The problem
Below is a listing to copy exactly; no image goes into the copy.

Dataset content
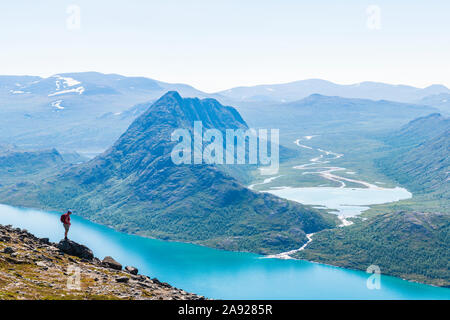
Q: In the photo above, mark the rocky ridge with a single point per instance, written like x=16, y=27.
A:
x=33, y=268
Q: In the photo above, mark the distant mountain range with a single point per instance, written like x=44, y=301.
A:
x=297, y=90
x=135, y=187
x=88, y=111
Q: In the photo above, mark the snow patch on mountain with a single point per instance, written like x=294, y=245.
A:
x=57, y=104
x=78, y=90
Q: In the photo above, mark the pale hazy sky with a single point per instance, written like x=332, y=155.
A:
x=215, y=45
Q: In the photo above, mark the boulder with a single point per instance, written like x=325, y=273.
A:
x=131, y=270
x=75, y=249
x=8, y=250
x=111, y=263
x=122, y=279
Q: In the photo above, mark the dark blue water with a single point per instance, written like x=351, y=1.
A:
x=219, y=274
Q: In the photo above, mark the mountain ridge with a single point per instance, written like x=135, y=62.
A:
x=135, y=187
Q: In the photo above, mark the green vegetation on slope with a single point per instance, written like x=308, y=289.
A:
x=413, y=246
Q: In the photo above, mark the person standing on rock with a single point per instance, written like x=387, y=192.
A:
x=65, y=219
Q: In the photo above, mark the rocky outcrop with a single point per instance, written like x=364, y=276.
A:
x=132, y=270
x=32, y=268
x=75, y=249
x=111, y=263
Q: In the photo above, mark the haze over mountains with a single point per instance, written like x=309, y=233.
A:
x=297, y=90
x=135, y=187
x=88, y=111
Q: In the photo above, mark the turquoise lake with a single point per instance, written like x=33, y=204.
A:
x=215, y=273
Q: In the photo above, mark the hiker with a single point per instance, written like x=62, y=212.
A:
x=65, y=219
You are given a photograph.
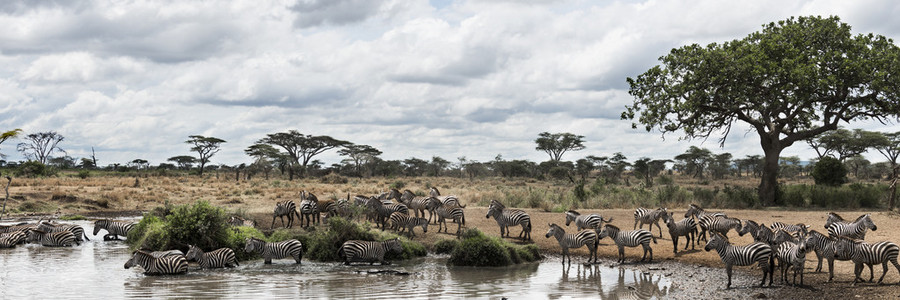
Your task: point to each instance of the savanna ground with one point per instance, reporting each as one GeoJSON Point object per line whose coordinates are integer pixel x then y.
{"type": "Point", "coordinates": [102, 196]}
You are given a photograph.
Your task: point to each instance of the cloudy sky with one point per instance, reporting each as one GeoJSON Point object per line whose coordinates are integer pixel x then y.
{"type": "Point", "coordinates": [413, 78]}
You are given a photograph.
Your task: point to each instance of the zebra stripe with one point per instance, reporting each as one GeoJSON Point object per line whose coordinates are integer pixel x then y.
{"type": "Point", "coordinates": [861, 253]}
{"type": "Point", "coordinates": [51, 239]}
{"type": "Point", "coordinates": [368, 251]}
{"type": "Point", "coordinates": [510, 217]}
{"type": "Point", "coordinates": [686, 228]}
{"type": "Point", "coordinates": [402, 222]}
{"type": "Point", "coordinates": [587, 237]}
{"type": "Point", "coordinates": [631, 238]}
{"type": "Point", "coordinates": [219, 258]}
{"type": "Point", "coordinates": [158, 265]}
{"type": "Point", "coordinates": [645, 216]}
{"type": "Point", "coordinates": [760, 253]}
{"type": "Point", "coordinates": [114, 229]}
{"type": "Point", "coordinates": [592, 221]}
{"type": "Point", "coordinates": [285, 208]}
{"type": "Point", "coordinates": [855, 230]}
{"type": "Point", "coordinates": [284, 249]}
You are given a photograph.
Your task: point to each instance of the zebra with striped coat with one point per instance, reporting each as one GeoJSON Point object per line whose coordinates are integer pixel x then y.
{"type": "Point", "coordinates": [587, 237]}
{"type": "Point", "coordinates": [285, 208]}
{"type": "Point", "coordinates": [368, 251]}
{"type": "Point", "coordinates": [855, 230]}
{"type": "Point", "coordinates": [758, 252]}
{"type": "Point", "coordinates": [645, 216]}
{"type": "Point", "coordinates": [219, 258]}
{"type": "Point", "coordinates": [702, 217]}
{"type": "Point", "coordinates": [51, 239]}
{"type": "Point", "coordinates": [158, 265]}
{"type": "Point", "coordinates": [114, 229]}
{"type": "Point", "coordinates": [861, 253]}
{"type": "Point", "coordinates": [402, 222]}
{"type": "Point", "coordinates": [686, 228]}
{"type": "Point", "coordinates": [628, 239]}
{"type": "Point", "coordinates": [592, 221]}
{"type": "Point", "coordinates": [285, 249]}
{"type": "Point", "coordinates": [510, 217]}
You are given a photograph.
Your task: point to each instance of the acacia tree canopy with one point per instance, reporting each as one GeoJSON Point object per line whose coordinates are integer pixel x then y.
{"type": "Point", "coordinates": [791, 81]}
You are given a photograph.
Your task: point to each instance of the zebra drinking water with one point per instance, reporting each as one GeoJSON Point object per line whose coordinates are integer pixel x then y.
{"type": "Point", "coordinates": [510, 217]}
{"type": "Point", "coordinates": [587, 237]}
{"type": "Point", "coordinates": [760, 253]}
{"type": "Point", "coordinates": [219, 258]}
{"type": "Point", "coordinates": [368, 251]}
{"type": "Point", "coordinates": [290, 248]}
{"type": "Point", "coordinates": [628, 239]}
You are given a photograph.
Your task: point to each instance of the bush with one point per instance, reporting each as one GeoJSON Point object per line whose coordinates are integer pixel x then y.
{"type": "Point", "coordinates": [829, 171]}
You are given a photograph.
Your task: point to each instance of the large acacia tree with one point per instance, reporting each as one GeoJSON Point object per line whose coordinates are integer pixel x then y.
{"type": "Point", "coordinates": [791, 81]}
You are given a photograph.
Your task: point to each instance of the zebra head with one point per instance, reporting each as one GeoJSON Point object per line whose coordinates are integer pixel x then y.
{"type": "Point", "coordinates": [570, 216]}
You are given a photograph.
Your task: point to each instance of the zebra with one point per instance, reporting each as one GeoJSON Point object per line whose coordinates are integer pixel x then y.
{"type": "Point", "coordinates": [587, 237]}
{"type": "Point", "coordinates": [383, 212]}
{"type": "Point", "coordinates": [158, 265]}
{"type": "Point", "coordinates": [702, 217]}
{"type": "Point", "coordinates": [285, 208]}
{"type": "Point", "coordinates": [686, 228]}
{"type": "Point", "coordinates": [284, 249]}
{"type": "Point", "coordinates": [792, 255]}
{"type": "Point", "coordinates": [629, 239]}
{"type": "Point", "coordinates": [114, 229]}
{"type": "Point", "coordinates": [645, 216]}
{"type": "Point", "coordinates": [75, 229]}
{"type": "Point", "coordinates": [855, 229]}
{"type": "Point", "coordinates": [51, 239]}
{"type": "Point", "coordinates": [401, 221]}
{"type": "Point", "coordinates": [368, 251]}
{"type": "Point", "coordinates": [824, 247]}
{"type": "Point", "coordinates": [219, 258]}
{"type": "Point", "coordinates": [453, 213]}
{"type": "Point", "coordinates": [309, 208]}
{"type": "Point", "coordinates": [415, 203]}
{"type": "Point", "coordinates": [592, 221]}
{"type": "Point", "coordinates": [722, 225]}
{"type": "Point", "coordinates": [861, 253]}
{"type": "Point", "coordinates": [760, 253]}
{"type": "Point", "coordinates": [506, 217]}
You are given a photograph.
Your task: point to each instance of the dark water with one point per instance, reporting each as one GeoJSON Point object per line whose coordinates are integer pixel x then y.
{"type": "Point", "coordinates": [95, 269]}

Task result
Q: In the photo above, mark the rocky ridge with a single point per instance, written like x=16, y=27.
A:
x=33, y=268
Q: In the photo above, mark the distant mountain range with a single point per instance, written like x=44, y=301.
A:
x=297, y=90
x=135, y=187
x=88, y=111
Q: In the photo above, mark the snow patch on mountain with a single point per instance, written like x=294, y=245.
A:
x=57, y=104
x=78, y=90
Q: In the photo above, mark the pale hazy sky with a single point per instance, written like x=332, y=155.
A:
x=215, y=45
Q: In the photo above, mark the boulder with a single point per instance, written like x=325, y=273.
A:
x=131, y=270
x=75, y=249
x=8, y=250
x=111, y=263
x=122, y=279
Q: In the photo above, mark the dark blue water with a single point per instance, written like x=351, y=1.
A:
x=219, y=274
Q: In the photo above, mark the mountain ridge with a single point per instance, written like x=135, y=62.
A:
x=135, y=187
Q: In the photo above, mark the green vegetation on slope with a single point per instance, written like x=308, y=289.
A:
x=413, y=246
Q: In the photo above, mark the person standing on rock with a single point per instance, written like x=387, y=192.
A:
x=65, y=219
Q: In the photo above, mark the rocky outcrop with a single point per instance, written like x=364, y=276.
A:
x=132, y=270
x=32, y=268
x=75, y=249
x=111, y=263
Q: In the photo above, mark the haze over mountains with a single point per instance, written like x=309, y=233.
A:
x=297, y=90
x=135, y=187
x=88, y=111
Q: In the photo above, mark the turquoise lake with a single point per instance, written like x=33, y=204.
A:
x=215, y=273
Q: In the photo above, mark the hiker with a single point per instance, written like x=62, y=212.
A:
x=65, y=219
You are given a photograph.
Your task: point to each instance of the savanna ground with one point per instance, reporting each as one GeoJSON Point object per line whose coordinates are integer pixel x then y.
{"type": "Point", "coordinates": [102, 196]}
You are given a photograph.
Your task: point to each instance of the cloudy sky with one point per instance, reporting each as one GeoJSON Point object per line whose coordinates are integer pixel x then y.
{"type": "Point", "coordinates": [413, 78]}
You are given a photograph.
Your task: point to each instance of the zebra stripe with one point per instance, reporting each as one GeoJSON Point object per line whose coordinates are integer pixel x then y.
{"type": "Point", "coordinates": [861, 253]}
{"type": "Point", "coordinates": [51, 239]}
{"type": "Point", "coordinates": [368, 251]}
{"type": "Point", "coordinates": [510, 217]}
{"type": "Point", "coordinates": [686, 228]}
{"type": "Point", "coordinates": [402, 222]}
{"type": "Point", "coordinates": [587, 237]}
{"type": "Point", "coordinates": [631, 238]}
{"type": "Point", "coordinates": [219, 258]}
{"type": "Point", "coordinates": [158, 265]}
{"type": "Point", "coordinates": [645, 216]}
{"type": "Point", "coordinates": [760, 253]}
{"type": "Point", "coordinates": [114, 229]}
{"type": "Point", "coordinates": [592, 221]}
{"type": "Point", "coordinates": [285, 208]}
{"type": "Point", "coordinates": [855, 230]}
{"type": "Point", "coordinates": [284, 249]}
You are given a photograph.
Your task: point to each instance of the zebra with striped coat with one point per instance, reporting each as one GeoJSON Point object per line whose coordinates are integer pixel x then y.
{"type": "Point", "coordinates": [587, 237]}
{"type": "Point", "coordinates": [285, 208]}
{"type": "Point", "coordinates": [368, 251]}
{"type": "Point", "coordinates": [855, 230]}
{"type": "Point", "coordinates": [758, 252]}
{"type": "Point", "coordinates": [645, 216]}
{"type": "Point", "coordinates": [219, 258]}
{"type": "Point", "coordinates": [702, 217]}
{"type": "Point", "coordinates": [51, 239]}
{"type": "Point", "coordinates": [158, 265]}
{"type": "Point", "coordinates": [114, 229]}
{"type": "Point", "coordinates": [861, 253]}
{"type": "Point", "coordinates": [402, 222]}
{"type": "Point", "coordinates": [686, 228]}
{"type": "Point", "coordinates": [628, 239]}
{"type": "Point", "coordinates": [592, 221]}
{"type": "Point", "coordinates": [285, 249]}
{"type": "Point", "coordinates": [510, 217]}
You are given a photograph.
Your task: point to each instance of the acacia tree canopy with one point per instance, reporting each as one GeoJSON Point object per line whose coordinates are integer pixel x then y.
{"type": "Point", "coordinates": [791, 81]}
You are given a photograph.
Your task: point to each instance of the zebra drinking water with one point per instance, reporting each as one GeoJSON Point object per line whose coordinates are integer pixel x then y.
{"type": "Point", "coordinates": [510, 217]}
{"type": "Point", "coordinates": [587, 237]}
{"type": "Point", "coordinates": [760, 253]}
{"type": "Point", "coordinates": [219, 258]}
{"type": "Point", "coordinates": [368, 251]}
{"type": "Point", "coordinates": [290, 248]}
{"type": "Point", "coordinates": [628, 239]}
You are given a photograph.
Your task: point to each instance of the bush with one point per instance, reporting each as one GeoJSON Point object per line whose coordinates are integer pixel x then y.
{"type": "Point", "coordinates": [829, 171]}
You are given a photograph.
Your task: point to each instance of the large acacia tree with one point per instance, reporting each as one GeoJSON Point object per line whose coordinates are integer pixel x then y.
{"type": "Point", "coordinates": [791, 81]}
You are given a photograph.
Your task: point to each instance of the zebra head with one point per instance, reporting each as one GeoJSON Point object per line whose coordinates are integer pixel x then y.
{"type": "Point", "coordinates": [570, 216]}
You are given a photograph.
Your task: point to each instance of the zebra with one point per instance, reporting each as one GeoJSON Point object per line whose coordinates are integer pixel x then y.
{"type": "Point", "coordinates": [587, 237]}
{"type": "Point", "coordinates": [383, 212]}
{"type": "Point", "coordinates": [158, 265]}
{"type": "Point", "coordinates": [702, 217]}
{"type": "Point", "coordinates": [285, 208]}
{"type": "Point", "coordinates": [686, 228]}
{"type": "Point", "coordinates": [284, 249]}
{"type": "Point", "coordinates": [792, 255]}
{"type": "Point", "coordinates": [629, 239]}
{"type": "Point", "coordinates": [114, 229]}
{"type": "Point", "coordinates": [645, 216]}
{"type": "Point", "coordinates": [75, 229]}
{"type": "Point", "coordinates": [855, 229]}
{"type": "Point", "coordinates": [51, 239]}
{"type": "Point", "coordinates": [401, 221]}
{"type": "Point", "coordinates": [368, 251]}
{"type": "Point", "coordinates": [824, 247]}
{"type": "Point", "coordinates": [219, 258]}
{"type": "Point", "coordinates": [453, 213]}
{"type": "Point", "coordinates": [309, 208]}
{"type": "Point", "coordinates": [415, 203]}
{"type": "Point", "coordinates": [592, 221]}
{"type": "Point", "coordinates": [722, 225]}
{"type": "Point", "coordinates": [861, 253]}
{"type": "Point", "coordinates": [760, 253]}
{"type": "Point", "coordinates": [506, 217]}
You are given a photograph.
Your task: point to each instance of the dark water with one point per instance, reporting each as one GeoJSON Point object per line whose coordinates are integer pixel x then y.
{"type": "Point", "coordinates": [95, 269]}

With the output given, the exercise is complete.